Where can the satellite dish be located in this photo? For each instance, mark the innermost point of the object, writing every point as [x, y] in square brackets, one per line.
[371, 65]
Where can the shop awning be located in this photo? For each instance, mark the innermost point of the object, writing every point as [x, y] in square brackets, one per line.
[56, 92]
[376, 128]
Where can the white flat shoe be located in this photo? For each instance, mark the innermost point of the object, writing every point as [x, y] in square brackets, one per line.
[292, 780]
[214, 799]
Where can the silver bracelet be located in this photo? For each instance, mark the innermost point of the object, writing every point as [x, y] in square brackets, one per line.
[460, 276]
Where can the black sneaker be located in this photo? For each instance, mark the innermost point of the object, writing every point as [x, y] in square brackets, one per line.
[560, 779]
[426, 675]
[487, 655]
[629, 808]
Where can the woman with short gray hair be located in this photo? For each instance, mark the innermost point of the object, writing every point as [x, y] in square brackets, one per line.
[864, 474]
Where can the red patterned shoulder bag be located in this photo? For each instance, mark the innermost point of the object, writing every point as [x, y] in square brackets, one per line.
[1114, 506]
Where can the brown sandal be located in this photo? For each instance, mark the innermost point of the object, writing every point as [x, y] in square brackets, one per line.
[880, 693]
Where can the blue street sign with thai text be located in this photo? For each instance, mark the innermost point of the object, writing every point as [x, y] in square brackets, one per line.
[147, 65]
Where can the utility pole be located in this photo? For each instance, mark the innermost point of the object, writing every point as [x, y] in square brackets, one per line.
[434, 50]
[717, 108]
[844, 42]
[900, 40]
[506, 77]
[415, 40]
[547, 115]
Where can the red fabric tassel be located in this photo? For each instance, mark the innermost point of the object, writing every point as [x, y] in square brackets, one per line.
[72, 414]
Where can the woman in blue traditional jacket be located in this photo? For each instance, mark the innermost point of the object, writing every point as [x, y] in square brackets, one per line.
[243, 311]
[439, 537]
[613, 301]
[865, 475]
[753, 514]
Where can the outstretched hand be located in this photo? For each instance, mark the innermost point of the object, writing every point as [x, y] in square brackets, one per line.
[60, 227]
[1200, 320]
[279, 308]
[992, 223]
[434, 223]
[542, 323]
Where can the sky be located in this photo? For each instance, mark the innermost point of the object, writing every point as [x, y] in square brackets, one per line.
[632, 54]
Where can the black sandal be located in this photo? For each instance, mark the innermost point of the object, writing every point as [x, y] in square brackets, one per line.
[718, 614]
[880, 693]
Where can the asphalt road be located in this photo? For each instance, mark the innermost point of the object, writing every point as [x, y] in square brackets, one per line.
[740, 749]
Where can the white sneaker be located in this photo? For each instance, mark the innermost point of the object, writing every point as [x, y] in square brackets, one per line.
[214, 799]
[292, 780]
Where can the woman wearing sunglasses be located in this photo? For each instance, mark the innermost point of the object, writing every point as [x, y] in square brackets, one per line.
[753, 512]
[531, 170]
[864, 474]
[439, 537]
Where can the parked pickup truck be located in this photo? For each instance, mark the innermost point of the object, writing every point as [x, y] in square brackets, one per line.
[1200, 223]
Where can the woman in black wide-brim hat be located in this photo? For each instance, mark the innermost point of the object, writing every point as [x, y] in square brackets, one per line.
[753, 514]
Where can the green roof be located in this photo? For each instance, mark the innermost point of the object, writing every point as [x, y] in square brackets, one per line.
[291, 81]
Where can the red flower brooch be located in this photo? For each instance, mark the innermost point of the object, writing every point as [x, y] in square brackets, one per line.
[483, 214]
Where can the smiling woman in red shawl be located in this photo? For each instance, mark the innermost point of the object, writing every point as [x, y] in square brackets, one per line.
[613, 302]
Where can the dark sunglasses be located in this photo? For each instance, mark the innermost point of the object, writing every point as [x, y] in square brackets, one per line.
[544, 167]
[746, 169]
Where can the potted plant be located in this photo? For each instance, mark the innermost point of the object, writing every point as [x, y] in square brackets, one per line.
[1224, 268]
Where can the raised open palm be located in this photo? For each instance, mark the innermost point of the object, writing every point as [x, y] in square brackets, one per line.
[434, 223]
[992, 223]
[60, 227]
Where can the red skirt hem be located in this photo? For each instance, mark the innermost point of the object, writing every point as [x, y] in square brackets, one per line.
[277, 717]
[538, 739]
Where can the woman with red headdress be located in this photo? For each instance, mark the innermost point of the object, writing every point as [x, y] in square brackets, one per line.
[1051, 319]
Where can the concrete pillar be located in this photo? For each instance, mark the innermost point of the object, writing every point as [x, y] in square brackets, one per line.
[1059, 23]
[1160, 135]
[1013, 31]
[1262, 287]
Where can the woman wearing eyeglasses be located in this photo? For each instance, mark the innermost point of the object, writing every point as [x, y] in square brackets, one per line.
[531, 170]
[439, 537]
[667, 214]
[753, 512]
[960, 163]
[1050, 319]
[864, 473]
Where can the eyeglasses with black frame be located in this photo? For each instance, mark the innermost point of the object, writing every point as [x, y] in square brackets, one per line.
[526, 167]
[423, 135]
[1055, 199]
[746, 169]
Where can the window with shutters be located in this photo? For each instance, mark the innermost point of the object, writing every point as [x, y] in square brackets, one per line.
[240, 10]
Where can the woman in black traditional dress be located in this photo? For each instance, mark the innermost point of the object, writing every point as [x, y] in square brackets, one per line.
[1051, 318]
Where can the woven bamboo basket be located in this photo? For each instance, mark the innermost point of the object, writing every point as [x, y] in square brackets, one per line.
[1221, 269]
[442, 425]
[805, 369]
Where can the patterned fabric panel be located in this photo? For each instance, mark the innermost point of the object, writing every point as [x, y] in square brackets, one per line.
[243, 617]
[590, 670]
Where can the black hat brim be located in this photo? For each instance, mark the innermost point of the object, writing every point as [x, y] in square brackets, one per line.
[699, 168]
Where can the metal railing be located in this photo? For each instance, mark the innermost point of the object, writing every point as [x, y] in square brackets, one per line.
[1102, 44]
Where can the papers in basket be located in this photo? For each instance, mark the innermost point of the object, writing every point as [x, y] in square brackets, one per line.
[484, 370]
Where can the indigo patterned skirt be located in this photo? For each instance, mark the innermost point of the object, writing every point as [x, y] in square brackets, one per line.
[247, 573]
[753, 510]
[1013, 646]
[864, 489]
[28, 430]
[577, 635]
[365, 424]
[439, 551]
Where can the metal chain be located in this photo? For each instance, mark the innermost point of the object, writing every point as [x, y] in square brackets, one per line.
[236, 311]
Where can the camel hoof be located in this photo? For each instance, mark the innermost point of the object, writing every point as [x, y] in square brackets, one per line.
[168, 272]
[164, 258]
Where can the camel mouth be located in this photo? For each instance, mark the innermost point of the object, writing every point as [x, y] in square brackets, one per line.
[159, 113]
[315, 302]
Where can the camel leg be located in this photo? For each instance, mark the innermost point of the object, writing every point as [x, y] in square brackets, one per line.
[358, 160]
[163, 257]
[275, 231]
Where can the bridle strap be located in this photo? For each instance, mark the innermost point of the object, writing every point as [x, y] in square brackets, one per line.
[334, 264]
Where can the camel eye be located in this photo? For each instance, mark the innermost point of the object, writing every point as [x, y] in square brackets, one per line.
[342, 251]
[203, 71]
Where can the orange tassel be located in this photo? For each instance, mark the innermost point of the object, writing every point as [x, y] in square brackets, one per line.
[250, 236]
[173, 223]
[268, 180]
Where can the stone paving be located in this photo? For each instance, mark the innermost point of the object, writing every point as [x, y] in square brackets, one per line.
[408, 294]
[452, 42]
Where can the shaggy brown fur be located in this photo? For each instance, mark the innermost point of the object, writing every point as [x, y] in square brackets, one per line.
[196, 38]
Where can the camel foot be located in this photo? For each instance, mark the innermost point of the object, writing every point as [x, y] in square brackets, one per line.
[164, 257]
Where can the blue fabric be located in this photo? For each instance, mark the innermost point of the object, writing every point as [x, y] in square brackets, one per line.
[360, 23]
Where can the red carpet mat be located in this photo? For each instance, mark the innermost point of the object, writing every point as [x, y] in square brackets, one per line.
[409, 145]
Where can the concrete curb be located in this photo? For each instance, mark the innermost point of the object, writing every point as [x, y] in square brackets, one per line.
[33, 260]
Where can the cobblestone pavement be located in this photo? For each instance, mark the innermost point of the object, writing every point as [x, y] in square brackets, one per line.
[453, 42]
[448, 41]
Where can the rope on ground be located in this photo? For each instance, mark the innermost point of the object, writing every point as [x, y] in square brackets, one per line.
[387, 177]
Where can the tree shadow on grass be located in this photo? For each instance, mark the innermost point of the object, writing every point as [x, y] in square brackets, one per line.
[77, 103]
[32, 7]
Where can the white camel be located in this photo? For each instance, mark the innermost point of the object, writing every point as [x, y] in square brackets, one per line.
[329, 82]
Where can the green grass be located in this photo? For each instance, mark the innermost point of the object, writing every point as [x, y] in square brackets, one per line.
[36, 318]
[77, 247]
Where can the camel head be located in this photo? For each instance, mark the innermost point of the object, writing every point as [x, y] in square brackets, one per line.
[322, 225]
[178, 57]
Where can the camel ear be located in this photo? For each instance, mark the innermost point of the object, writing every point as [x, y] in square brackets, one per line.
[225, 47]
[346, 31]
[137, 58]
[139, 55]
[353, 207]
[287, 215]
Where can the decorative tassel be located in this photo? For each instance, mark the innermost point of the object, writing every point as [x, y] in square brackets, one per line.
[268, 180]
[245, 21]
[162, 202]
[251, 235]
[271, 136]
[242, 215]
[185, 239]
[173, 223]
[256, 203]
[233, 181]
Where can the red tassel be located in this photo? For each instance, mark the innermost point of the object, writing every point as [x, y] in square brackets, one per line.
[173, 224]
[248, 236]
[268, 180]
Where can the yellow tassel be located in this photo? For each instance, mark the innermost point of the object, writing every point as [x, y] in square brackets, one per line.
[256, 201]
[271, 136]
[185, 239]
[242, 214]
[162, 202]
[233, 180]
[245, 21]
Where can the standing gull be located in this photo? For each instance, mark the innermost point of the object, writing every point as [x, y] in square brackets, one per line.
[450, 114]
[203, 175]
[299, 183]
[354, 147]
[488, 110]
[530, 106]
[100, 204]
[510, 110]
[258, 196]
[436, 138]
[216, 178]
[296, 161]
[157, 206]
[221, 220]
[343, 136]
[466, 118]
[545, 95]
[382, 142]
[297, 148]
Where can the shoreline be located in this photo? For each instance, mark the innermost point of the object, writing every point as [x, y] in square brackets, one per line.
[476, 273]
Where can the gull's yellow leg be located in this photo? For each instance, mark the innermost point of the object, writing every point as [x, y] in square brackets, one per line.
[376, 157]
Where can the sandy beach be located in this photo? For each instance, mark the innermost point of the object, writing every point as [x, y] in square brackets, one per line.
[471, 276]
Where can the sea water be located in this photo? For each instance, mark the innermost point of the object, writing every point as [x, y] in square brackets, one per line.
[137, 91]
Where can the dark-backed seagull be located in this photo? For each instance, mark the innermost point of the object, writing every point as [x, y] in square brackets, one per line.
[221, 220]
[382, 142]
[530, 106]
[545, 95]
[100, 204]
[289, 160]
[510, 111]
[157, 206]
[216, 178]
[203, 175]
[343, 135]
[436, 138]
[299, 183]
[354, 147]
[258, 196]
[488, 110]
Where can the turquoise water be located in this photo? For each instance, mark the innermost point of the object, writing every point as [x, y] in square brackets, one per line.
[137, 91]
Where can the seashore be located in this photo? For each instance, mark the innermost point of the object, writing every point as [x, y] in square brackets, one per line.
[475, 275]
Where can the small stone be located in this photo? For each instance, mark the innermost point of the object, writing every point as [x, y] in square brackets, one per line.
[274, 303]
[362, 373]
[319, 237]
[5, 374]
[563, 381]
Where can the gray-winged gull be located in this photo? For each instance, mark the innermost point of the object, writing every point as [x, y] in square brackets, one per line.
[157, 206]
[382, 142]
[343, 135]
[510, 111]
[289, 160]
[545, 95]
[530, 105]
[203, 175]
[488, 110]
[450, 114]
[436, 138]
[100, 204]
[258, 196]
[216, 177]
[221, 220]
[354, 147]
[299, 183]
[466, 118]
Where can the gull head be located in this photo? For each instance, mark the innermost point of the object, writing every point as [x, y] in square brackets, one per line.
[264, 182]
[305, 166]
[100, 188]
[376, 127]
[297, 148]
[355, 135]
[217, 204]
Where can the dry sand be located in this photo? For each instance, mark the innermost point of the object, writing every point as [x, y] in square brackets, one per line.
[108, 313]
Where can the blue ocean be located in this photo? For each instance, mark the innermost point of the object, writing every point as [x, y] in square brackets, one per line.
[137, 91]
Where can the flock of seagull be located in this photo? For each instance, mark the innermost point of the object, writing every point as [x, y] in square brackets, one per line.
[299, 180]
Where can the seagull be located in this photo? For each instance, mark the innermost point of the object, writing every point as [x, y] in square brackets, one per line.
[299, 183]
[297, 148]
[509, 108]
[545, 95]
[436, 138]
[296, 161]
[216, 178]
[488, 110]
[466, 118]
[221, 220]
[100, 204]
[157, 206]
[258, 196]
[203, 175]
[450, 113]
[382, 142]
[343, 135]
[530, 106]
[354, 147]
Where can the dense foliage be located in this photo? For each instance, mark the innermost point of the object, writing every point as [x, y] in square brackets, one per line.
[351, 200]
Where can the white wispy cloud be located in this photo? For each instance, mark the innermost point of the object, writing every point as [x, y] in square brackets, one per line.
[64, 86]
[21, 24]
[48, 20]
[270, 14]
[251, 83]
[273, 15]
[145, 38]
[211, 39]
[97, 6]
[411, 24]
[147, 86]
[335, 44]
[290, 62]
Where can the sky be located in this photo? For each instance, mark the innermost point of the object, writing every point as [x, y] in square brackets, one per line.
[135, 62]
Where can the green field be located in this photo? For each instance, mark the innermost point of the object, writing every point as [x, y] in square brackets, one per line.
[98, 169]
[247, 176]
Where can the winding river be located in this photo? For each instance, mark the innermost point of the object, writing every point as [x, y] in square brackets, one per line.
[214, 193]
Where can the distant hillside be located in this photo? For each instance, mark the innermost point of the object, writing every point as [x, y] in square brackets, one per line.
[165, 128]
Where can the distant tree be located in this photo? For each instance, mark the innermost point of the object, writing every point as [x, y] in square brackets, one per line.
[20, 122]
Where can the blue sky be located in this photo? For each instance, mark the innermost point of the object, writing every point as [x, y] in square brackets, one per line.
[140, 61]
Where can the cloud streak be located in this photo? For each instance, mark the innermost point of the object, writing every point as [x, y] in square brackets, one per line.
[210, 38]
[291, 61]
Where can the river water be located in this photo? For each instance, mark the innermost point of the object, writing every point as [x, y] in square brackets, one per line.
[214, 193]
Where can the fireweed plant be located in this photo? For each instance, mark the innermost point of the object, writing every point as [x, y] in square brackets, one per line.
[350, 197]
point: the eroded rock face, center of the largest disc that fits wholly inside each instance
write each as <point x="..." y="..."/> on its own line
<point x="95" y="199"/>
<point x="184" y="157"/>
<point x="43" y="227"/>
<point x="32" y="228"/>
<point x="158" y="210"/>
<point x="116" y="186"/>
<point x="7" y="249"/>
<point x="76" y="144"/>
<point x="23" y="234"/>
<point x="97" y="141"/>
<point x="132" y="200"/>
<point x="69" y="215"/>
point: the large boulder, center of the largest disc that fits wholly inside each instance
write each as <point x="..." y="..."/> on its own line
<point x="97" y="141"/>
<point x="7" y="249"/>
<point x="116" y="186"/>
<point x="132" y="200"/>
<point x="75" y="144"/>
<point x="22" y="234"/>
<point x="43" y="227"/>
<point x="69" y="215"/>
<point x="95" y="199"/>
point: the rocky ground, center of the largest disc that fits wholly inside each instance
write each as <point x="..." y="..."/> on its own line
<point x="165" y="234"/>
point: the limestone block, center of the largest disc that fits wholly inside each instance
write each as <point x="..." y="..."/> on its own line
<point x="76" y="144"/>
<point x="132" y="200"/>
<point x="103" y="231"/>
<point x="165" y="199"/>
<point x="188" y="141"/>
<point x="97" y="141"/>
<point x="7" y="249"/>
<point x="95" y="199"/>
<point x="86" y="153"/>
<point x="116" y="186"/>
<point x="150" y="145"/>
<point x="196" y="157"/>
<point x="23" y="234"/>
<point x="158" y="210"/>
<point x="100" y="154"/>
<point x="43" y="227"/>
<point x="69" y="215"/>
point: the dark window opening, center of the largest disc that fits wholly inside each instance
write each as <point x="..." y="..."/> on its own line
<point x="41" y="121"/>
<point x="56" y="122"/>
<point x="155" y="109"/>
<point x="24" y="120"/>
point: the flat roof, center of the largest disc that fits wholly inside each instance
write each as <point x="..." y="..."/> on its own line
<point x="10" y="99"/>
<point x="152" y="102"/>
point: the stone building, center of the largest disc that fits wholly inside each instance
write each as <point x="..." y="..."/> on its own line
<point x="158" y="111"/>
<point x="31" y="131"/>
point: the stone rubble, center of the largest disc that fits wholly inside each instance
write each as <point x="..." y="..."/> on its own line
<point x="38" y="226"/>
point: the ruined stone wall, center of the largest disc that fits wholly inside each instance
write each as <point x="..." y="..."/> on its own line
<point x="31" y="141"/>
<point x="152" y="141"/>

# # # #

Some lines in the data above hold the string "that". Find and copy each of them.

**Exercise output**
point: the eroded rock face, center of the largest disc that fits wholly inside each instance
point: the large boulder, center of the largest disc that fits wholly inside each instance
point: the rocky ground, center of the largest disc that fits wholly inside each instance
point: the limestone block, center of the largest disc that fits wholly inside each instance
point: the dark window opening, center of the largest disc that fits wholly inside each instance
point: the flat roof, center of the largest disc that fits wholly inside each instance
point: the stone building, center of the largest disc that fits wholly inside each instance
point: the stone rubble, center of the largest disc that fits wholly inside each instance
point: the ruined stone wall, center of the largest disc that fits wholly inside each instance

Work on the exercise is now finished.